[Records]

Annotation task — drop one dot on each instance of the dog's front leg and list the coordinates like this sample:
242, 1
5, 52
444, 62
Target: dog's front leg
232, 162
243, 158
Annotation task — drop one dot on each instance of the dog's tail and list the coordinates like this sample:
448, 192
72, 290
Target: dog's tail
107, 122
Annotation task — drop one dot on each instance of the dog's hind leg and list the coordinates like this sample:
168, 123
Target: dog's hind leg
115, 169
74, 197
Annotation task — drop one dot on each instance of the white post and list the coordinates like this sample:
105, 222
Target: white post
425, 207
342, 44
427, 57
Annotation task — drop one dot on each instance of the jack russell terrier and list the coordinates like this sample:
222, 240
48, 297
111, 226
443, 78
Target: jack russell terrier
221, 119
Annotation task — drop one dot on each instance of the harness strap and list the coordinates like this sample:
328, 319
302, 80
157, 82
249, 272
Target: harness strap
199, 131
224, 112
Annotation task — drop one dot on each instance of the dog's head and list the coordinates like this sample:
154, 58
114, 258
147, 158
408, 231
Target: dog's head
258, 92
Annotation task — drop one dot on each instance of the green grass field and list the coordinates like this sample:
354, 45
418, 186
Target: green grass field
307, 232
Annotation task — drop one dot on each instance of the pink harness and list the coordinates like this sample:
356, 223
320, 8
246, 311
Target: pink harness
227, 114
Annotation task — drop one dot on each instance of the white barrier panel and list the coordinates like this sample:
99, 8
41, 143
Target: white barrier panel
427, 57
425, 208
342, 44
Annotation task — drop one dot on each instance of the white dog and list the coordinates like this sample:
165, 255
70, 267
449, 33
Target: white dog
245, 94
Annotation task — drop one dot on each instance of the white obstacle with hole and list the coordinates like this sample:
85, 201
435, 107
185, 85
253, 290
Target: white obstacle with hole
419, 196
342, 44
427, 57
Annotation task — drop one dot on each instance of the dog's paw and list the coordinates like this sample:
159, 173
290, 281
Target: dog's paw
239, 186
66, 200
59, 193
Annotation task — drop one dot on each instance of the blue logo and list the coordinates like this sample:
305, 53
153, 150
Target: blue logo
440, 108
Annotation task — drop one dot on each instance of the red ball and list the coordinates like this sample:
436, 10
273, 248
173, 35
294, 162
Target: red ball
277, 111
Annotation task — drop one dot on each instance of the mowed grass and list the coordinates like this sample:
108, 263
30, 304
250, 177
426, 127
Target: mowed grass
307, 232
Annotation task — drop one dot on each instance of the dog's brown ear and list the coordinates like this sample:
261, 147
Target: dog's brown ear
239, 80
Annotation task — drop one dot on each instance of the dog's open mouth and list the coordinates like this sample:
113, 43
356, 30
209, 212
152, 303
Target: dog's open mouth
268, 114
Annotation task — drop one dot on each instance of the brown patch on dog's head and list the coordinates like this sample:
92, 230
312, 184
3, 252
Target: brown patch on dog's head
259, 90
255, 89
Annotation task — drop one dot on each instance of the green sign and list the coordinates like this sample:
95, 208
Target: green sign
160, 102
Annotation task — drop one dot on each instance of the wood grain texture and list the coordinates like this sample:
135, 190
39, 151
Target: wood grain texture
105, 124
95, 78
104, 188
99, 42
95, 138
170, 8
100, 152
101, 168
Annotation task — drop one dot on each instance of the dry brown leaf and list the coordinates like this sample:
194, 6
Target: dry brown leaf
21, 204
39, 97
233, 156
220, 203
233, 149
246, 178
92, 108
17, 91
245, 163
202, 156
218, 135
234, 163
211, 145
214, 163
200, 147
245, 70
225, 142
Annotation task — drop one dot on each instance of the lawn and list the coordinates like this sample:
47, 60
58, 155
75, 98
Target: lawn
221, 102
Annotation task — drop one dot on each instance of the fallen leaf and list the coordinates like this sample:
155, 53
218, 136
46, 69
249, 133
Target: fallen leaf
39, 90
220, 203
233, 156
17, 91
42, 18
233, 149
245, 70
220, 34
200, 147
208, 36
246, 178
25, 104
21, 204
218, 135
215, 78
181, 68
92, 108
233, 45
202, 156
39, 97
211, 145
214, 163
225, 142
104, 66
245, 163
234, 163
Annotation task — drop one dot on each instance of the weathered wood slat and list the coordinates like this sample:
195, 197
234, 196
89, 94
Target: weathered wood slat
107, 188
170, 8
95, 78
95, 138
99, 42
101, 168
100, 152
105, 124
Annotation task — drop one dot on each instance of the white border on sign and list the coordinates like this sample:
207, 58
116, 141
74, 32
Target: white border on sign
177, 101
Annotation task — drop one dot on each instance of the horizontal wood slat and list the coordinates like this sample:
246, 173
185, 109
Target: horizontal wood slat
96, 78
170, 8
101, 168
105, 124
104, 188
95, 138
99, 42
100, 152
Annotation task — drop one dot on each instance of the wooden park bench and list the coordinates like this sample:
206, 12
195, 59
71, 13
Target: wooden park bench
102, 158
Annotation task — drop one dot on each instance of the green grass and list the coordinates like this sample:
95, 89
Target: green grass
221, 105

Set exercise
From the records above, extract every entry exactly as given.

Finished task
Annotation task — drop one dot on each instance of the dog's front leg and list the coordinates like this sample:
242, 1
5, 52
444, 62
Target: dog's front leg
232, 162
243, 158
Annotation task — drop one dot on each instance of the dog's tail and list the coordinates like this sample:
448, 192
72, 290
Target: dog's tail
107, 122
Annotation task — drop one dot on each instance of the dog's hind leg and list the coordinates like this sample:
168, 123
Target: dog's hind leg
115, 169
74, 197
Annotation task — drop one dot on each instance of the white post and list the coordinates like this sample:
105, 222
Target: white post
425, 207
342, 44
427, 57
Annotation task — drop one dot on each instance of the jack russell terrier and list the coordinates like this sample:
222, 240
48, 297
111, 226
443, 78
Target: jack russell terrier
221, 119
Annotation task — drop one dot on each instance of the harness strap and list the coordinates like this sample:
328, 319
302, 80
157, 82
249, 272
Target: harness strap
199, 131
224, 112
Annotation task — drop one dot on each instance of the dog's head and list the coordinates like this sample:
154, 58
114, 258
147, 158
408, 231
Target: dog's head
258, 92
Annotation task — drop one dot on each instance of the green grass field and list the coordinates like this sample:
354, 45
418, 186
Target: green grass field
307, 232
Annotation task — drop one dot on each instance of the pink harness and list the coordinates like this sample:
356, 223
320, 8
246, 311
Target: pink harness
227, 114
Annotation task — drop one dot on each instance of the white barrier panel and list the coordinates like this sample:
99, 8
41, 143
Target: white barrier panel
427, 57
425, 208
342, 44
Annotation task — drop one dot on each instance of the white dog and list the coordinates like this sample:
165, 255
70, 267
449, 33
Target: white dog
245, 94
Annotation task — drop one dot on each instance of the white obstacle with hole and list the coordinates like this sample:
85, 201
435, 107
185, 85
253, 290
Target: white obstacle with hole
419, 196
342, 44
427, 57
Annotation task — drop one dot on each instance of the dog's paw and list the coordinates like this sample:
159, 173
290, 281
Target: dog's paw
239, 186
66, 200
59, 193
Annotation task — drop one dot on each instance of the blue logo and list the coordinates like this sample:
305, 53
153, 150
Target: blue logo
440, 108
Annotation task — drop one dot on each instance of the red ball and list the coordinates like this sample:
436, 10
273, 248
173, 35
294, 162
Target: red ball
277, 111
Annotation task — drop one dot on each instance of the mowed grass and list the coordinates like this sample:
108, 263
30, 304
250, 177
426, 127
Target: mowed grass
307, 232
Annotation task — drop one dot on each instance of the dog's brown ear and list the coordinates like this sample:
261, 147
Target: dog's brown ear
239, 80
Annotation task — drop one dot on each instance of the dog's open mouth and list the coordinates like this sample:
113, 43
356, 30
209, 212
152, 303
Target: dog's open mouth
268, 114
Annotation task — drop one dot on each instance of the brown patch on dog's head and list the coordinates like this sample:
92, 230
312, 184
3, 252
Target: brown patch on dog's head
259, 90
255, 89
Annotation task — drop one dot on each instance of the green sign and list the coordinates like this sample:
95, 208
Target: green sign
160, 102
Annotation task — drop one dot on each instance of the wood grain texture and list the coordinates like this sample:
135, 190
39, 151
Target: wood grain texture
105, 124
95, 78
104, 188
99, 42
95, 138
170, 8
100, 152
101, 168
Annotation task — drop one dot on each instance of the dry brown leaf and list the coordinates like this sample:
194, 6
Target: dry brown leaf
21, 204
39, 97
233, 156
220, 203
233, 149
246, 178
92, 108
17, 91
245, 163
202, 156
218, 135
234, 163
211, 145
214, 163
200, 147
245, 70
225, 142
Annotation task — drop one dot on each instance of the lawn and list the coordinates like this sample:
47, 60
58, 155
75, 98
Target: lawn
221, 102
Annotation task — drop one dot on each instance of the fallen leaf and list the coordinates like this sample:
155, 53
218, 136
46, 69
249, 133
Target: fallen leaf
39, 90
220, 203
233, 156
17, 91
42, 18
233, 149
245, 70
220, 34
200, 147
208, 36
246, 178
25, 104
21, 204
218, 135
215, 78
181, 68
92, 108
233, 45
202, 156
39, 97
211, 145
214, 163
225, 142
104, 66
245, 163
234, 163
Annotation task — drop one dot on each instance of the weathered wood slat and list the coordinates like this sample:
195, 197
234, 196
89, 94
Target: weathered wood slat
107, 188
170, 8
95, 78
95, 138
99, 42
101, 168
100, 152
105, 124
Annotation task — drop one dot on each instance of the white border on sign and list the coordinates like this sample:
207, 58
116, 141
74, 32
Target: white border on sign
177, 101
Annotation task — drop one dot on each instance of the horizontal wood slat and list the coordinates like this sample:
246, 173
185, 109
Target: horizontal wood slat
96, 78
170, 8
101, 168
105, 124
104, 188
95, 138
99, 42
100, 152
Annotation task — drop one dot on each instance of the wooden park bench and list the coordinates like this sample:
206, 12
195, 59
71, 13
Target: wooden park bench
102, 158
Annotation task — drop one dot on each instance of the green grass and list the coordinates like this sample:
95, 89
Target: green grass
221, 105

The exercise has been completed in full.